## Source passage
■ ■ ■ ■
Washington Nationals – No. 75
- Pitcher
- Born: January 5, 1998 (age 28) Orem, Utah, U.S.
- Bats: RightThrows: Right

MLB debut
- April 20, 2025, for the Toronto Blue Jays

MLB statistics (through July 27, 2026)
- Win–loss record: 1–2
- Earned run average: 5.11
- Strikeouts: 59
- Stats at Baseball Reference

Teams
- Toronto Blue Jays (2025); Washington Nationals (2026–present);

= Paxton Schultz =

American baseball player (born 1998)

Paxton James Schultz (born January 5, 1998) is an American professional baseball pitcher for the Washington Nationals of Major League Baseball (MLB). He has previously played in MLB for the Toronto Blue Jays.

==Career==
===Amateur===
Schultz attended Orem High School in Orem, Utah, and Utah Valley University, where he played college baseball for the Utah Valley Wolverines. He graduated magna cum laude with a bachelor's degree in finance.
■ ■ ■ ■
## Assigned task 1
From the Paxton Schultz profile, list each statistic shown under "MLB statistics (through July 27, 2026)" together with its value.
## Assigned task 2
Please check each statement against the Paxton Schultz profile, answering yes or no and quoting the words that decide it: (a) Schultz made his MLB debut with the Washington Nationals. (b) Schultz played college baseball for the Utah Valley Wolverines. (c) Schultz earned a bachelor's degree in finance.

## Exercise data
■ ■ ■ ■
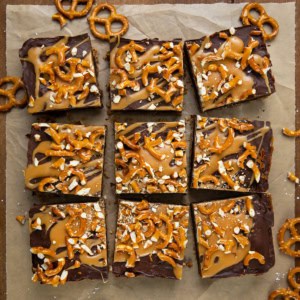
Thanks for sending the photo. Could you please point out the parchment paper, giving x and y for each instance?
■ ■ ■ ■
## Answer space 1
Win–loss record: 1–2
Earned run average: 5.11
Strikeouts: 59

## Answer space 2
(a) No: "April 20, 2025, for the Toronto Blue Jays"
(b) Yes: "played college baseball for the Utah Valley Wolverines"
(c) Yes: "He graduated magna cum laude with a bachelor's degree in finance."